● **Data for the task**
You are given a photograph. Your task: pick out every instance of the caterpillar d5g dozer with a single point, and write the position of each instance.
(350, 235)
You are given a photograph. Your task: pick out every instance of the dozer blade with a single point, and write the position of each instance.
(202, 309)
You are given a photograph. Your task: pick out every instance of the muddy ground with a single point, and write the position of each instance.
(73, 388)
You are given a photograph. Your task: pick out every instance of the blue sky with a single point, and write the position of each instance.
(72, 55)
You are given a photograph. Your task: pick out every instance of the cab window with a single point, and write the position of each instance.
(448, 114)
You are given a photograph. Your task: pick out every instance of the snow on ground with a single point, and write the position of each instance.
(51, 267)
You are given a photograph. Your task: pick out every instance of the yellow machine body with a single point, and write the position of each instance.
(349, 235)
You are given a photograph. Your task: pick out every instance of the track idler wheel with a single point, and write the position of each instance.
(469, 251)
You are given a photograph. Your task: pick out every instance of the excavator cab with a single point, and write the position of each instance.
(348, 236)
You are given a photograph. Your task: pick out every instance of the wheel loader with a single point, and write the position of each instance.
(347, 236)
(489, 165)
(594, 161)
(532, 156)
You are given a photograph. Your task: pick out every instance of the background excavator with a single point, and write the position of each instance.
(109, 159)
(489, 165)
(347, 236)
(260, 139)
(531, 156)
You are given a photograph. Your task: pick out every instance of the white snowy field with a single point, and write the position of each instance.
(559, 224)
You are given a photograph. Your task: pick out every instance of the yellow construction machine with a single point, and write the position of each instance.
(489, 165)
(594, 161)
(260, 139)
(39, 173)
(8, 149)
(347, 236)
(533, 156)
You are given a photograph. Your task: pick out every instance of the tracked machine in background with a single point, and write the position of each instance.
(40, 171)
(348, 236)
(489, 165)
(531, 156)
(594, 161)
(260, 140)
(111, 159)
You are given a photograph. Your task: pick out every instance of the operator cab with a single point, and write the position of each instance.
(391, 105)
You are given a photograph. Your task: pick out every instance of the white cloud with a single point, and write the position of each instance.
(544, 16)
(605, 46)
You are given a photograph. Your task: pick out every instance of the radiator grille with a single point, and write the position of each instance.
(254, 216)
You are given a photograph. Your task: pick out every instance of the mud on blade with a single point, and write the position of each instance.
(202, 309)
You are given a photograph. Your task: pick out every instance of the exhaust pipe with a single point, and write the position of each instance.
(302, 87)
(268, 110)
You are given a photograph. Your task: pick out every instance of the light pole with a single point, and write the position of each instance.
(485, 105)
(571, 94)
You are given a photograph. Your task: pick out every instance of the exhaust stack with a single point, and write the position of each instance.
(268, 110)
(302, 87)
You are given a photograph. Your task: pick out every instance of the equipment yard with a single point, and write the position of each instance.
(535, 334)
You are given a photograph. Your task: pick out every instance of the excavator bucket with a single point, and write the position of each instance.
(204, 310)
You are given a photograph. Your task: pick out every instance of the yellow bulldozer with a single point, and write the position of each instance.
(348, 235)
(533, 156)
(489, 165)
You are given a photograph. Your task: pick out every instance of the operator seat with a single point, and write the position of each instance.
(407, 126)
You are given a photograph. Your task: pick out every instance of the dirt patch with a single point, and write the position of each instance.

● **What needs to be done**
Copy out the material above again, swapping every occurrence of "single point" for "single dot" and leaving the rest untouched.

● **Result**
You are given a photograph. Your task: pick out every instance of the caterpillar d5g dozer with a single dot, and write the position of each instance.
(350, 235)
You are given a photograph. Your task: pick out every instance of the dozer blade with a single dot, and write the position of each instance.
(202, 309)
You are given a photograph. Your task: pick out every instance of the muddy ground with a single dot, and write the position of each instance.
(73, 388)
You are given a photograph. Your task: pick out every instance of the blue sky with a single dot, and write the position of each instance.
(72, 55)
You are given a photograph. Your task: pick out every instance of the cab window with a single dot, and write the position of each instance.
(448, 114)
You are given a photograph. Your task: pick out every instance of the snow on ground with a single dot, and write the position of each instance.
(51, 267)
You are given a photograph. Your task: pick out every instance of the yellow machine body with a single dot, and write the position of each instance.
(349, 235)
You are given a photograph. Your task: pick out every instance of the track idler wheel with a single dot, and write the position of each instance.
(469, 251)
You are given a photograph. Your task: pick out every instance of the excavator cab with a single dot, and write the position of each instance.
(348, 236)
You are given a photograph. Your task: pick out every instance of the wheel loader with a single dot, and write the position of each instance.
(347, 236)
(489, 165)
(594, 161)
(532, 156)
You are given a photograph. Your task: pick out every instance of the background excavator with a single dot, and write the position of each instance.
(109, 159)
(489, 165)
(347, 236)
(260, 139)
(531, 156)
You are given a photograph. Your task: pick out every instance of the white snowy field with a single dot, and write the position of each instance.
(559, 224)
You are given a photograph. Your task: pick out every instance of the yellow construction machine with a single dot, and write the position of each instance.
(489, 165)
(594, 161)
(260, 139)
(39, 173)
(8, 149)
(347, 236)
(533, 156)
You are given a photograph. Your task: pick out every instance of the tracked machine in background with a single dot, and write the position of each instance.
(40, 171)
(348, 236)
(489, 165)
(531, 156)
(594, 161)
(260, 140)
(111, 159)
You are given a photograph. Your task: pick out every instance of the operator cab with a single dot, and write the position of each instance.
(391, 105)
You are given a photograph. Your task: pick out every instance of the white cloud with a single dot, and write the position of each instance.
(544, 16)
(605, 46)
You are given a photograph. Your task: pick out every instance of the radiator grille with a single dot, and write the position of each instance.
(254, 216)
You are given a photograph. Your task: pick out every instance of the mud on blade with a single dot, and write the position of each instance.
(202, 309)
You are given a photograph. Your task: pick out every instance of the exhaust pipe with a single dot, and write the position of each instance.
(302, 87)
(268, 110)
You are given a photograph. Your task: pick out every instance of the light pole with a single dot, and write the position of each instance.
(485, 105)
(571, 94)
You are given a photograph. Your task: pick out every instance of the exhaust stack with a single dot, and write the position of each instance.
(268, 110)
(302, 87)
You are given a photograph. Your task: pick out every instance of the equipment yard with a single dot, and write the position of each instance.
(535, 334)
You are given a photograph. Your task: pick out every instance of the excavator bucket with a single dot, and write the position of each instance.
(204, 310)
You are given a photograph. Your task: pick out every instance of the yellow bulldozer with a single dot, and write the position of each instance.
(348, 235)
(533, 156)
(489, 165)
You are given a photograph. Your task: pick out every instance of the operator seat with a single dot, and write the position of each instance.
(407, 126)
You are given a photograph. Your task: pick out every instance of the dirt patch with a single dot, and write the position of each instance.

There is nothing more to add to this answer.